Format the entries below as a Markdown table with two columns, Row and Text, putting each line in its own numbered row and leaving out any blank lines.

>> BEGIN DATASET ROWS

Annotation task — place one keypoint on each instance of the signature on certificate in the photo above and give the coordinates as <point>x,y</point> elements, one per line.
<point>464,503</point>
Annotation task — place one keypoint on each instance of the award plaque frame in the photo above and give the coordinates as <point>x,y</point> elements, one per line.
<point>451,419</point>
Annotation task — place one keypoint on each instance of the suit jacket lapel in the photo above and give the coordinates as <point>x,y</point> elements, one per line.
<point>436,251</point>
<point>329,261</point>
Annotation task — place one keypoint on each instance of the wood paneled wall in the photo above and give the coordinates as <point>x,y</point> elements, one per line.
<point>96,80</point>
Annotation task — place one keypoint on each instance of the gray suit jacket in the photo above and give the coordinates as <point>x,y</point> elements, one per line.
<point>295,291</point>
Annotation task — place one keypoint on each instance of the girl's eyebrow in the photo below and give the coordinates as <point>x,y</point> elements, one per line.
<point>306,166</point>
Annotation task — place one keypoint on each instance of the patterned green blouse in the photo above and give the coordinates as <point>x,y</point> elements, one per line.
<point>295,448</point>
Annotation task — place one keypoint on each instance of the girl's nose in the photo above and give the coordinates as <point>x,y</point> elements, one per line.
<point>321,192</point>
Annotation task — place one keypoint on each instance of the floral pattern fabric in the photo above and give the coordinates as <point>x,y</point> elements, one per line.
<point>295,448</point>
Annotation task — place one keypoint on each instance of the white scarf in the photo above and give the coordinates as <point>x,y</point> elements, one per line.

>> END DATASET ROWS

## SOLUTION BELOW:
| Row | Text |
|---|---|
| 1 | Annotation task — place one keypoint on each instance of the signature on certificate in the photo above and give the coordinates as <point>x,y</point> elements, one per line. |
| 2 | <point>464,503</point> |
| 3 | Annotation task — place one keypoint on each instance of the award plaque frame in the photo above and give the coordinates as <point>x,y</point> elements, one per line. |
| 4 | <point>451,419</point> |
| 5 | Annotation task — place one keypoint on each instance of the suit jacket lapel in the photo above and give the coordinates as <point>x,y</point> elements, one per line. |
| 6 | <point>436,251</point> |
| 7 | <point>329,261</point> |
| 8 | Annotation task — place one keypoint on each instance of the wood paneled wall in the photo above and give the coordinates as <point>x,y</point> elements, one per line. |
| 9 | <point>96,80</point> |
| 10 | Annotation task — place one keypoint on each instance of the gray suit jacket in the photo above and give the coordinates as <point>x,y</point> elements, one per line. |
| 11 | <point>295,291</point> |
| 12 | Annotation task — place one keypoint on each instance of the girl's eyebrow in the photo below and give the coordinates as <point>x,y</point> elements, one per line. |
| 13 | <point>306,166</point> |
| 14 | Annotation task — place one keypoint on each instance of the patterned green blouse in the photo above and give the coordinates as <point>x,y</point> elements, one per line. |
| 15 | <point>295,448</point> |
| 16 | Annotation task — place one keypoint on each instance of the girl's nose in the photo above and give the coordinates as <point>x,y</point> elements, one per line. |
| 17 | <point>321,192</point> |
| 18 | Annotation task — place one keypoint on each instance of the floral pattern fabric in the photo above and give the coordinates as <point>x,y</point> elements, one per line. |
| 19 | <point>295,448</point> |
| 20 | Annotation task — place one keypoint on each instance of the white scarf in the photo above and give the coordinates as <point>x,y</point> elements, one per line. |